_WORK TO DO_
Below are records; transcribe only the line with "Q: Point out each instance of the green tree" and those after it, through the last line, without any change.

Entries from a point annotation set
+---+

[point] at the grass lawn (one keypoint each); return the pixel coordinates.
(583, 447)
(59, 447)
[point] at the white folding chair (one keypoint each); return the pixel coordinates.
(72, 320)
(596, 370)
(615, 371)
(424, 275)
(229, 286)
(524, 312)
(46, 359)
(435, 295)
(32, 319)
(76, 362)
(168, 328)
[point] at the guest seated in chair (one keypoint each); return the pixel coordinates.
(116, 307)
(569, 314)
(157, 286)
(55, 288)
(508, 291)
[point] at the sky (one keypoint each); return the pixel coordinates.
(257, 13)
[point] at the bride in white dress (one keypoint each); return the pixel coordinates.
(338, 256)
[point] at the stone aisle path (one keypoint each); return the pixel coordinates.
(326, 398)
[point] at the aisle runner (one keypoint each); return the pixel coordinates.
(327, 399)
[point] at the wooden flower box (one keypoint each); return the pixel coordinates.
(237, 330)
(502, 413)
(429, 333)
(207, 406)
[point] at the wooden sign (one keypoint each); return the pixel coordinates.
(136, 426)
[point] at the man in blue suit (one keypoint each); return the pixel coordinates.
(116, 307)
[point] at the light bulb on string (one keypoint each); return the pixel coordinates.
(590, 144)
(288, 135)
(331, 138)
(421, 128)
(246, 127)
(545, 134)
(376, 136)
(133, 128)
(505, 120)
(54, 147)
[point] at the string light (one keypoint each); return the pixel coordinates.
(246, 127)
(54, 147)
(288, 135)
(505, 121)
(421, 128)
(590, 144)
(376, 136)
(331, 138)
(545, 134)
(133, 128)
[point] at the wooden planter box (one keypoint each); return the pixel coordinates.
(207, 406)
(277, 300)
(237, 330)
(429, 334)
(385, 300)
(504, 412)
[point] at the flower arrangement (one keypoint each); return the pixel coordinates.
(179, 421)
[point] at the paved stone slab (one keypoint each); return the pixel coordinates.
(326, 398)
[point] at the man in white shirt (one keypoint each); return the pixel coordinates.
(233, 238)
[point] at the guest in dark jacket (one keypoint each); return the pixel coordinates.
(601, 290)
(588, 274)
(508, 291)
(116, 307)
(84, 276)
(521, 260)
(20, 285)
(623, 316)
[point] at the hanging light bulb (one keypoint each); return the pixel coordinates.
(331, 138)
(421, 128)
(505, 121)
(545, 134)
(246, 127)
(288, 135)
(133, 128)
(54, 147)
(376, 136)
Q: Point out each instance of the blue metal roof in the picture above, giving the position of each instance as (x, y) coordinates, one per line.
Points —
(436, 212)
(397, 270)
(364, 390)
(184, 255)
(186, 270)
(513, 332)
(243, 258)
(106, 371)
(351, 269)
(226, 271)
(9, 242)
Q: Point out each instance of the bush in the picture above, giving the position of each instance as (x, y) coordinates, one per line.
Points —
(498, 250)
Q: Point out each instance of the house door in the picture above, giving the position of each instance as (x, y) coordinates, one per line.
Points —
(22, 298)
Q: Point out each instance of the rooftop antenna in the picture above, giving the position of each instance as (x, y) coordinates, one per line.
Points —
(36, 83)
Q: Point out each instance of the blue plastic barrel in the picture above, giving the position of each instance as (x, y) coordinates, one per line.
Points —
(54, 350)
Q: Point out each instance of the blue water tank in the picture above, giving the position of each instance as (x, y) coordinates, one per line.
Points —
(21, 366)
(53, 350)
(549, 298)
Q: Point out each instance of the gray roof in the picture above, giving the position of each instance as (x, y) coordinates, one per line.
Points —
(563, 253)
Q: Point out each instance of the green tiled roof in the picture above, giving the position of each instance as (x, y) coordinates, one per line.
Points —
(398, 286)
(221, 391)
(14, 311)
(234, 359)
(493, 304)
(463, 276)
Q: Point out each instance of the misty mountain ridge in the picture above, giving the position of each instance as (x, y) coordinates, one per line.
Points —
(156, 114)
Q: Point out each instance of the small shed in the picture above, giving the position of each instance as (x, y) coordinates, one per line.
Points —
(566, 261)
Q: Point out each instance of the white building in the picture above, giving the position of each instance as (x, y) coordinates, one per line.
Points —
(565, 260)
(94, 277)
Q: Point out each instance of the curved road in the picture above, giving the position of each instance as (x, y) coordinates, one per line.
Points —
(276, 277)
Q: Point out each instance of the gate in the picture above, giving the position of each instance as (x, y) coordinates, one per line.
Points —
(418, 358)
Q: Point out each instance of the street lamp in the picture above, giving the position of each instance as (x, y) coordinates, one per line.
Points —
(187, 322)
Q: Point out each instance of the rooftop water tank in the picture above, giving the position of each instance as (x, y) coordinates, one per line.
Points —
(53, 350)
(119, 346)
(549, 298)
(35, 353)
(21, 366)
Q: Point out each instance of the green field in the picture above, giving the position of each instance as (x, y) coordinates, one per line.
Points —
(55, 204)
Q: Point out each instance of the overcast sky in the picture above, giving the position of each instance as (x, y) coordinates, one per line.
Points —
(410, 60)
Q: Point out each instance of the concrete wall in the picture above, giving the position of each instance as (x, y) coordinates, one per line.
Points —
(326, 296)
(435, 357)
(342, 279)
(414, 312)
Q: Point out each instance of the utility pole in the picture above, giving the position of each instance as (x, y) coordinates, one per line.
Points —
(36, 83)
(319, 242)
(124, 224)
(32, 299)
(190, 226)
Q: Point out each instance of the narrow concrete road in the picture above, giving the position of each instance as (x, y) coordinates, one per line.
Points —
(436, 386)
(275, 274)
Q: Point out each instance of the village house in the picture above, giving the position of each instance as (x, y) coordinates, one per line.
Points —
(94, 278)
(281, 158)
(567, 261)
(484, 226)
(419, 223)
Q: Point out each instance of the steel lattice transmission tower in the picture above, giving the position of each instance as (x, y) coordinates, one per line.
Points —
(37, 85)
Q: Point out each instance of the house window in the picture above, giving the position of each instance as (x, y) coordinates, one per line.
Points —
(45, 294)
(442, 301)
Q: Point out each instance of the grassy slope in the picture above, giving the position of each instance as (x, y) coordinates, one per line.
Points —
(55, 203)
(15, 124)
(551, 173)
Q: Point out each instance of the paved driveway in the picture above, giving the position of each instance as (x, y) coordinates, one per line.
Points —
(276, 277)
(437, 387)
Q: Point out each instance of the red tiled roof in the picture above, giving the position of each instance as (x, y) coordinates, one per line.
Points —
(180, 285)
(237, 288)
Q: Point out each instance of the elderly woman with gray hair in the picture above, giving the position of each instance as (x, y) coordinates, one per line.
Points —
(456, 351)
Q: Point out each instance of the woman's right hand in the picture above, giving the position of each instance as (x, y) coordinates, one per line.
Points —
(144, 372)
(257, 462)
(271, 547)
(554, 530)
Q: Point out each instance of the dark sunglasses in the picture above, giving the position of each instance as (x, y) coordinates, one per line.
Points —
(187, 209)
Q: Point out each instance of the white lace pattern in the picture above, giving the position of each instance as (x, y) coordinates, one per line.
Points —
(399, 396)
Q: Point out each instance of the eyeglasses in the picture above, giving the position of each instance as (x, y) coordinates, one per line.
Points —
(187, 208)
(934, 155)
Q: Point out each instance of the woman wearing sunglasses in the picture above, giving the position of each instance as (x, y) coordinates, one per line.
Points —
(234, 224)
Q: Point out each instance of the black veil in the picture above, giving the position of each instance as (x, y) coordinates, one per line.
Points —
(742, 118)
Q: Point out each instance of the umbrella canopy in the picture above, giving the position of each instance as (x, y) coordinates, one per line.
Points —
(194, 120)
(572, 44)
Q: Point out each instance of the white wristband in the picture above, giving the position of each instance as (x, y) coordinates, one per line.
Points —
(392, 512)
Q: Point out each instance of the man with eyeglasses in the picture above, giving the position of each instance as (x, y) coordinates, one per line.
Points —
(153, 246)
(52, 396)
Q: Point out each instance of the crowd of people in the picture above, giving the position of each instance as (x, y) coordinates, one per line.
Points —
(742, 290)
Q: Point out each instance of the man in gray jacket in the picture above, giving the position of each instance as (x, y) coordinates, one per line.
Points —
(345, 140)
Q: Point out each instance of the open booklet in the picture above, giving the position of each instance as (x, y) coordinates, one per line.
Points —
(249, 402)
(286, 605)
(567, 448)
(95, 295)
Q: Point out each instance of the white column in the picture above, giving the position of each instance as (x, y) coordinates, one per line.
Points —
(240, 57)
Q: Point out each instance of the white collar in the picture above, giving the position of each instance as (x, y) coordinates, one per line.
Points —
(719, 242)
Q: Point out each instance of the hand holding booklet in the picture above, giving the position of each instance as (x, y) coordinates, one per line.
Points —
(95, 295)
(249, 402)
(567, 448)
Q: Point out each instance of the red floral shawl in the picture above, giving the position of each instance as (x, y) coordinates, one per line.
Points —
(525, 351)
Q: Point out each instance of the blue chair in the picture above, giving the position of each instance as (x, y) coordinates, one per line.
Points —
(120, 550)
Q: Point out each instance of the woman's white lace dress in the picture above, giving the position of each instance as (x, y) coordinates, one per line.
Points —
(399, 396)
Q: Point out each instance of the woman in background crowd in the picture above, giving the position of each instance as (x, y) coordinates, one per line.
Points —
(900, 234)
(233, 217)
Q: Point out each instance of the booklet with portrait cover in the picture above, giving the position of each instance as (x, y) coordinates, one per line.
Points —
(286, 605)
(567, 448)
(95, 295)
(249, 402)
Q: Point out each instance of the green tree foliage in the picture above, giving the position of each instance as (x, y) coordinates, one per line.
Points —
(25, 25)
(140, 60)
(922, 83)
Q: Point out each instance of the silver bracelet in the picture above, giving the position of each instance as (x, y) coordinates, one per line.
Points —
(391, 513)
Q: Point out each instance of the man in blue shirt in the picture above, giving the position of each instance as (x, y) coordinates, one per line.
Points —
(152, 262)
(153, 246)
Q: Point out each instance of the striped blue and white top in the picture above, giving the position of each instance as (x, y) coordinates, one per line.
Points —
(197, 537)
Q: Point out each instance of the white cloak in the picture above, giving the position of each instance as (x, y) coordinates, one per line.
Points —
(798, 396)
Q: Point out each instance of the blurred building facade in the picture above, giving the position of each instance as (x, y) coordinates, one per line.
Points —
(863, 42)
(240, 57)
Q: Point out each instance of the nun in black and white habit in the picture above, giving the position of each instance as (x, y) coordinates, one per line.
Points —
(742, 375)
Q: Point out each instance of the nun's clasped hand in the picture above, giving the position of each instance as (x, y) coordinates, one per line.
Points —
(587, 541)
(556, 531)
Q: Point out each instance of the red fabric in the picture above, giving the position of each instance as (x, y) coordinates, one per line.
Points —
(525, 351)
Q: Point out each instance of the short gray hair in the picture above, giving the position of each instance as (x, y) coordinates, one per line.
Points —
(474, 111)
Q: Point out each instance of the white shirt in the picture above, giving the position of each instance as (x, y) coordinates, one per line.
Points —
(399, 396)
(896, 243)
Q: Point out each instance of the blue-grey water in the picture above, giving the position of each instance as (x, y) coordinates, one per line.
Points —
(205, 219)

+---+

_TASK RESULT_
Q: Point out each instance of the green tree foliage in the picture above, giving the position of each instance as (x, y) coordinates, one per line.
Points —
(25, 25)
(140, 60)
(922, 83)
Q: Point out each instance of the silver bracelet in the picture above, giving the position of each instance as (x, y) coordinates, one per line.
Points —
(391, 513)
Q: Point out each instance of the man in blue shirt in the picture above, giving the position of each instance as (x, y) coordinates, one per line.
Points —
(152, 262)
(153, 246)
Q: Point out each instance of the striped blue and white top in the picture above, giving the position of each instance as (x, y) coordinates, one per line.
Points —
(197, 537)
Q: Point out each instance of the white cloak in the picture above, giving the position of each instance as (x, y) coordinates, one per line.
Points —
(798, 396)
Q: Point out each instance of the blurred building facade in the picture above, giving the position of each instance as (x, y) coordinates, one per line.
Points —
(863, 42)
(240, 57)
Q: Point out each instance of the nun in black and white habit in the picture above, giving the position of each instance as (x, y) coordinates, one per line.
Points —
(742, 375)
Q: Point out each instance of the nun's clasped hand in the picture above, giving the position of each instance as (x, y) coordinates, one per line.
Points —
(587, 541)
(556, 531)
Q: Point out each instance of the red fabric in the picture above, giving the position of each instance as (x, y) coordinates, one per line.
Points —
(525, 351)
Q: Point out each instance of the short gray hair in the picture above, giving the position of each instance as (x, y) coordinates, one per line.
Points —
(474, 111)
Q: Point out each instance of the white shirt in the picture above, giving the position of each instance as (x, y) coordinates, one per line.
Points —
(399, 396)
(896, 243)
Q: Point out each instance of the blue-grey water in the picture above, giving the position of each instance as (x, y) coordinates, one per line.
Points —
(205, 219)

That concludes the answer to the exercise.